(Excerpts from a point labeling dataset)
----------
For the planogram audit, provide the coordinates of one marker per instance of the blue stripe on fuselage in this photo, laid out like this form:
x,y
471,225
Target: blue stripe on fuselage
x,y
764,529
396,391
----------
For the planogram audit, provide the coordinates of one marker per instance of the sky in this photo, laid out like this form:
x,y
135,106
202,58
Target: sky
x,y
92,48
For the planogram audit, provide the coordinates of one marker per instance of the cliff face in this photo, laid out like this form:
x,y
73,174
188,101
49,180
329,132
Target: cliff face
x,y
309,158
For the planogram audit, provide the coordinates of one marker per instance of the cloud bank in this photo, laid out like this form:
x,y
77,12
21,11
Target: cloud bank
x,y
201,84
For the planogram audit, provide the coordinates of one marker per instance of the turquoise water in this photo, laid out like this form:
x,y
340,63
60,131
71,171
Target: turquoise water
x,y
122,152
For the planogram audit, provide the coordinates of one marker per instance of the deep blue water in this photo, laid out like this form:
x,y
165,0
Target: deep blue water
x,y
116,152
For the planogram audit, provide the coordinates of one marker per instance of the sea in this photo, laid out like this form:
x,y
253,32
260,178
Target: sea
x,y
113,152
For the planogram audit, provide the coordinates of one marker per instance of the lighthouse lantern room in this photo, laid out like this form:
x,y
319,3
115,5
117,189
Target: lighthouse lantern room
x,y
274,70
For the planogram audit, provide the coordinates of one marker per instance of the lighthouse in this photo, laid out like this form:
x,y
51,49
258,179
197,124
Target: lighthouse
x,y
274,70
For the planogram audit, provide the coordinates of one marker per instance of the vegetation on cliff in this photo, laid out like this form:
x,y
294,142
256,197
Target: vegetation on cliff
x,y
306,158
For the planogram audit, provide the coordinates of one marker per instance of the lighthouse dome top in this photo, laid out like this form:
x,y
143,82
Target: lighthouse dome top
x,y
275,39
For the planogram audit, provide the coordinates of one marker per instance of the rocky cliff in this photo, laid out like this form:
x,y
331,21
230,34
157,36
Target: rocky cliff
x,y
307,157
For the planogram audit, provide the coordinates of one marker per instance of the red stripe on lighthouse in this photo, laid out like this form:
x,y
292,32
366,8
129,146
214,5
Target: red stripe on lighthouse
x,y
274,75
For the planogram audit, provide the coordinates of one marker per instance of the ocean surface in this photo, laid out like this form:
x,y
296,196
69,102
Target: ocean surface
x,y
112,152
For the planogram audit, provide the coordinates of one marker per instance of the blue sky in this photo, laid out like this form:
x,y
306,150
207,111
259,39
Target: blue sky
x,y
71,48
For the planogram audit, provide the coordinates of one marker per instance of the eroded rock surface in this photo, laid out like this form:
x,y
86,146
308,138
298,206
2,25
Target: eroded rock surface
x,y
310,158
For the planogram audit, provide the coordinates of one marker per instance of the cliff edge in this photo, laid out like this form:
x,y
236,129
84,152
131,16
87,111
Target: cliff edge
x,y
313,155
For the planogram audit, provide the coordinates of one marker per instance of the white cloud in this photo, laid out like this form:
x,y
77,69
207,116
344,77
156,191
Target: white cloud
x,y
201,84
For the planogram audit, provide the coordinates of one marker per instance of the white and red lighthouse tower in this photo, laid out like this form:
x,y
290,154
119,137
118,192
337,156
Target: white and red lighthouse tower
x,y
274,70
----------
• [TASK TO CARRY OUT]: How many lines in the items above contain the word "stripe"? Reply with the number alone.

• [TASK ANSWER]: 4